## [Directive]
Below is a listing; reproduce each line of it exactly.

## [Given entries]
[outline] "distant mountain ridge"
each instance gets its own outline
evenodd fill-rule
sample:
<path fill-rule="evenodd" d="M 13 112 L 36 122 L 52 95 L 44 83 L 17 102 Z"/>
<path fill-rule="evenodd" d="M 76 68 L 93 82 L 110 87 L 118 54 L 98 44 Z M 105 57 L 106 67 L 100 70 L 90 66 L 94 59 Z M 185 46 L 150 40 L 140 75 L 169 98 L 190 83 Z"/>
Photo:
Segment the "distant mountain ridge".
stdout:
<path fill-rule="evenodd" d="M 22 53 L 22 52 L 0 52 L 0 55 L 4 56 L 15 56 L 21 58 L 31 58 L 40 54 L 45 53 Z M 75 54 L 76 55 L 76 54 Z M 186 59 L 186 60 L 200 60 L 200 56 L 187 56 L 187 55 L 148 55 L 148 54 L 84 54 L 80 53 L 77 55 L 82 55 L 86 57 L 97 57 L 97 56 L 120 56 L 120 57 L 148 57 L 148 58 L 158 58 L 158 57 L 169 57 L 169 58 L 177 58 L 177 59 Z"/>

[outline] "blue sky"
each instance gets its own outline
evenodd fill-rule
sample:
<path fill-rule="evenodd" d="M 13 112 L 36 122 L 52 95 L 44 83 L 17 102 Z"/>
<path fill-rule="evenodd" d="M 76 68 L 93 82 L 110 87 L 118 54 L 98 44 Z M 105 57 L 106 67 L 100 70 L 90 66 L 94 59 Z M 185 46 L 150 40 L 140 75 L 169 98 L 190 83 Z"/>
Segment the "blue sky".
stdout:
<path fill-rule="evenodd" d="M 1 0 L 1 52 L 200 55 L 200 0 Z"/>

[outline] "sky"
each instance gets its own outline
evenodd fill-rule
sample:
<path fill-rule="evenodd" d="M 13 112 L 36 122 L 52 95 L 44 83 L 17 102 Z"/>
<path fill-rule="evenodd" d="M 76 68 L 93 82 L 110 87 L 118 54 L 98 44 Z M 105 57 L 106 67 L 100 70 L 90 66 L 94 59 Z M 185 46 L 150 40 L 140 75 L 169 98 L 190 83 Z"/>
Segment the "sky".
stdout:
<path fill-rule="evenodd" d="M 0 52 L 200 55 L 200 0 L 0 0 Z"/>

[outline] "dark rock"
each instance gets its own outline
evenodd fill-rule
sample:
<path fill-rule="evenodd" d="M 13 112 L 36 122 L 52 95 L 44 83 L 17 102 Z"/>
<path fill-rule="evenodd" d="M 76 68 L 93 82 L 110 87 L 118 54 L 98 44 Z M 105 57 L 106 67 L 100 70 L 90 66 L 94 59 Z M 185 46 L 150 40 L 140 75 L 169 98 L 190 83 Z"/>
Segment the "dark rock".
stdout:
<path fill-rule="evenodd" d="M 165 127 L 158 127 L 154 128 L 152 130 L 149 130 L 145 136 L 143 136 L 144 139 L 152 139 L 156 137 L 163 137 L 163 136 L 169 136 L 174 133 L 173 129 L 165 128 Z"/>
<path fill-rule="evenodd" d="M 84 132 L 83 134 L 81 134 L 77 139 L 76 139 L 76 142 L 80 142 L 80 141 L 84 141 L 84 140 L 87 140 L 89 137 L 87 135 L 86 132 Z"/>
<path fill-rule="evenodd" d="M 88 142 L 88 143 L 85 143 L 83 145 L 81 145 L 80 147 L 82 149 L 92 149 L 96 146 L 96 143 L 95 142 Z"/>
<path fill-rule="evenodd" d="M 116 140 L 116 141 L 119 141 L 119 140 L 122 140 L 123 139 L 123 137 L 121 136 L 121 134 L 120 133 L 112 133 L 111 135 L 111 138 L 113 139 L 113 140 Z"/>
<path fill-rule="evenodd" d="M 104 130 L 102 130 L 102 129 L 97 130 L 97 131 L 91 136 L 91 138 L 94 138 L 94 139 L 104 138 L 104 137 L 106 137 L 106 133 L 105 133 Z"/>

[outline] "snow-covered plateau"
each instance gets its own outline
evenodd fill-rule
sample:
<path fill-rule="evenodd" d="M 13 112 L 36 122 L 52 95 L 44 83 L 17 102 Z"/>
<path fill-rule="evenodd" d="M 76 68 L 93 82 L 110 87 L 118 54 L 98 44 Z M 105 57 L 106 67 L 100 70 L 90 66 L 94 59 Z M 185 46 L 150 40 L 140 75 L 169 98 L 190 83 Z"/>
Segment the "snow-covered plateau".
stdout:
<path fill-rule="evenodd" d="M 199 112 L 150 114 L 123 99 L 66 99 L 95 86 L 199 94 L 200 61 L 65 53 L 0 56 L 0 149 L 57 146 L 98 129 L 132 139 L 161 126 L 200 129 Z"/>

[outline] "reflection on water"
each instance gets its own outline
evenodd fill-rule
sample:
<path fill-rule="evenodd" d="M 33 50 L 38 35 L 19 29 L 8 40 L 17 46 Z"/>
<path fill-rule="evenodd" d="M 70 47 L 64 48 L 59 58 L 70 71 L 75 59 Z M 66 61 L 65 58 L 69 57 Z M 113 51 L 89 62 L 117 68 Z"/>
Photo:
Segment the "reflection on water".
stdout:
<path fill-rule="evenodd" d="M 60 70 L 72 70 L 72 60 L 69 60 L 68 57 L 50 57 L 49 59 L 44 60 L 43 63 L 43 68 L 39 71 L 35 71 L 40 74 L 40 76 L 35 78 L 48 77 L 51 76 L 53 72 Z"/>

## [Output of the exercise]
[outline] "distant mountain ridge"
each instance gets its own outline
evenodd fill-rule
sample:
<path fill-rule="evenodd" d="M 13 112 L 36 122 L 52 95 L 44 83 L 17 102 Z"/>
<path fill-rule="evenodd" d="M 76 68 L 93 82 L 110 87 L 118 54 L 98 44 Z M 105 57 L 106 67 L 100 70 L 90 66 L 94 59 Z M 185 46 L 150 40 L 140 75 L 169 98 L 190 83 Z"/>
Photo:
Segment the "distant mountain ridge".
stdout:
<path fill-rule="evenodd" d="M 22 53 L 22 52 L 0 52 L 0 55 L 4 56 L 15 56 L 21 58 L 31 58 L 40 54 L 45 53 Z M 75 54 L 76 55 L 76 54 Z M 186 59 L 186 60 L 200 60 L 200 56 L 187 56 L 187 55 L 148 55 L 148 54 L 84 54 L 80 53 L 77 55 L 82 55 L 86 57 L 97 57 L 97 56 L 120 56 L 120 57 L 148 57 L 148 58 L 158 58 L 158 57 L 169 57 L 169 58 L 177 58 L 177 59 Z"/>

[outline] "blue sky"
each instance gets its own outline
evenodd fill-rule
sample:
<path fill-rule="evenodd" d="M 13 112 L 36 122 L 52 95 L 44 83 L 17 102 Z"/>
<path fill-rule="evenodd" d="M 76 68 L 93 82 L 110 87 L 118 54 L 98 44 Z M 105 57 L 106 67 L 100 70 L 90 66 L 94 59 Z M 185 46 L 150 40 L 140 75 L 169 98 L 190 83 Z"/>
Segment the "blue sky".
stdout:
<path fill-rule="evenodd" d="M 1 0 L 1 52 L 200 55 L 200 0 Z"/>

[outline] "sky"
each instance gets its own outline
evenodd fill-rule
sample:
<path fill-rule="evenodd" d="M 13 112 L 36 122 L 52 95 L 44 83 L 17 102 Z"/>
<path fill-rule="evenodd" d="M 76 68 L 93 82 L 110 87 L 118 54 L 98 44 Z M 105 57 L 106 67 L 100 70 L 90 66 L 94 59 Z M 185 46 L 150 40 L 140 75 L 169 98 L 190 83 Z"/>
Segment the "sky".
stdout:
<path fill-rule="evenodd" d="M 0 52 L 200 55 L 200 0 L 0 0 Z"/>

[outline] "dark rock"
each instance gets its own outline
evenodd fill-rule
sample:
<path fill-rule="evenodd" d="M 13 112 L 36 122 L 52 95 L 44 83 L 17 102 Z"/>
<path fill-rule="evenodd" d="M 76 68 L 93 82 L 110 87 L 118 54 L 98 44 Z M 105 57 L 106 67 L 100 70 L 90 66 L 94 59 Z M 185 46 L 150 40 L 140 75 L 169 98 L 190 83 Z"/>
Segment the "dark rock".
stdout:
<path fill-rule="evenodd" d="M 165 127 L 158 127 L 154 128 L 152 130 L 149 130 L 145 136 L 143 136 L 144 139 L 152 139 L 156 137 L 163 137 L 163 136 L 169 136 L 174 133 L 173 129 L 165 128 Z"/>
<path fill-rule="evenodd" d="M 84 132 L 83 134 L 81 134 L 77 139 L 76 139 L 76 142 L 80 142 L 80 141 L 84 141 L 84 140 L 87 140 L 89 137 L 87 135 L 86 132 Z"/>
<path fill-rule="evenodd" d="M 88 142 L 88 143 L 85 143 L 83 145 L 81 145 L 80 147 L 82 149 L 92 149 L 96 146 L 96 143 L 95 142 Z"/>
<path fill-rule="evenodd" d="M 116 140 L 116 141 L 119 141 L 119 140 L 122 140 L 123 139 L 123 137 L 121 136 L 121 134 L 120 133 L 112 133 L 111 135 L 111 138 L 113 139 L 113 140 Z"/>
<path fill-rule="evenodd" d="M 104 130 L 102 130 L 102 129 L 97 130 L 97 131 L 91 136 L 91 138 L 94 138 L 94 139 L 104 138 L 104 137 L 106 137 L 106 133 L 105 133 Z"/>

[outline] "snow-covered plateau"
each instance gets its own outline
evenodd fill-rule
sample:
<path fill-rule="evenodd" d="M 13 112 L 36 122 L 52 95 L 44 83 L 17 102 Z"/>
<path fill-rule="evenodd" d="M 76 68 L 93 82 L 110 87 L 118 54 L 98 44 Z M 105 57 L 106 67 L 100 70 L 90 66 L 94 59 Z M 185 46 L 150 40 L 140 75 L 169 98 L 190 83 Z"/>
Segment the "snow-covered plateau".
stdout:
<path fill-rule="evenodd" d="M 199 112 L 150 114 L 123 99 L 66 99 L 95 86 L 199 94 L 200 61 L 65 53 L 0 56 L 0 149 L 57 146 L 98 129 L 132 139 L 161 126 L 200 129 Z"/>

[outline] "reflection on water"
each instance gets its own outline
evenodd fill-rule
sample:
<path fill-rule="evenodd" d="M 33 50 L 38 35 L 19 29 L 8 40 L 17 46 Z"/>
<path fill-rule="evenodd" d="M 70 47 L 64 48 L 59 58 L 70 71 L 75 59 Z M 66 61 L 65 58 L 69 57 Z M 113 51 L 89 62 L 117 68 Z"/>
Photo:
Segment the "reflection on water".
stdout:
<path fill-rule="evenodd" d="M 60 70 L 72 70 L 72 60 L 69 60 L 68 57 L 50 57 L 49 59 L 44 60 L 43 63 L 43 68 L 39 71 L 35 71 L 40 74 L 40 76 L 35 78 L 48 77 L 51 76 L 53 72 Z"/>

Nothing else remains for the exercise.